▸ KUTIPAN HALAMAN:
════════

Setelah dilakukannya
akad nikah baik di gereja / mesjid dan atau di rumah bagi yang mendapatkan
sanksi sosial dari masyarakat akibat ketahuan berduaan / pertemuan berdua, maka
beberapa waktu kemudian sepersukuan (marga) keluarga perempuan melakukan rembuk di dalam internal
persukuannya untuk hitung-hitungan ternak masing-masing untuk persiapan
mempestakan anak perempuan dan suaminya. Lama waktu setelah perkawinan tidak
ditentukan secara pasti akan tetapi menjadi motivasi dan harga diri, lebih
cepat lebih baik agar tidak dianggap pihak keluarga perempuan tidak punya
apa-apa (ternak).

════════

▸ TUGAS: Salin kembali bagian kutipan tentang adat perkawinan yang dibuka dengan kata-kata "Setelah dilakukannya" dan ditutup dengan "apa-apa (ternak).", tetapi ganti sebutan "marga" menjadi "klan". Entri-entri berikut tidak diperlukan sama sekali.

════════

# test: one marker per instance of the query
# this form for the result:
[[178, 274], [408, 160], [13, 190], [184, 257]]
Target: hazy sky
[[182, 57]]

════════

▸ HASIL AKHIR:
Setelah dilakukannya
akad nikah baik di gereja / mesjid dan atau di rumah bagi yang mendapatkan
sanksi sosial dari masyarakat akibat ketahuan berduaan / pertemuan berdua, maka
beberapa waktu kemudian sepersukuan (klan) keluarga perempuan melakukan rembuk di dalam internal
persukuannya untuk hitung-hitungan ternak masing-masing untuk persiapan
mempestakan anak perempuan dan suaminya. Lama waktu setelah perkawinan tidak
ditentukan secara pasti akan tetapi menjadi motivasi dan harga diri, lebih
cepat lebih baik agar tidak dianggap pihak keluarga perempuan tidak punya
apa-apa (ternak).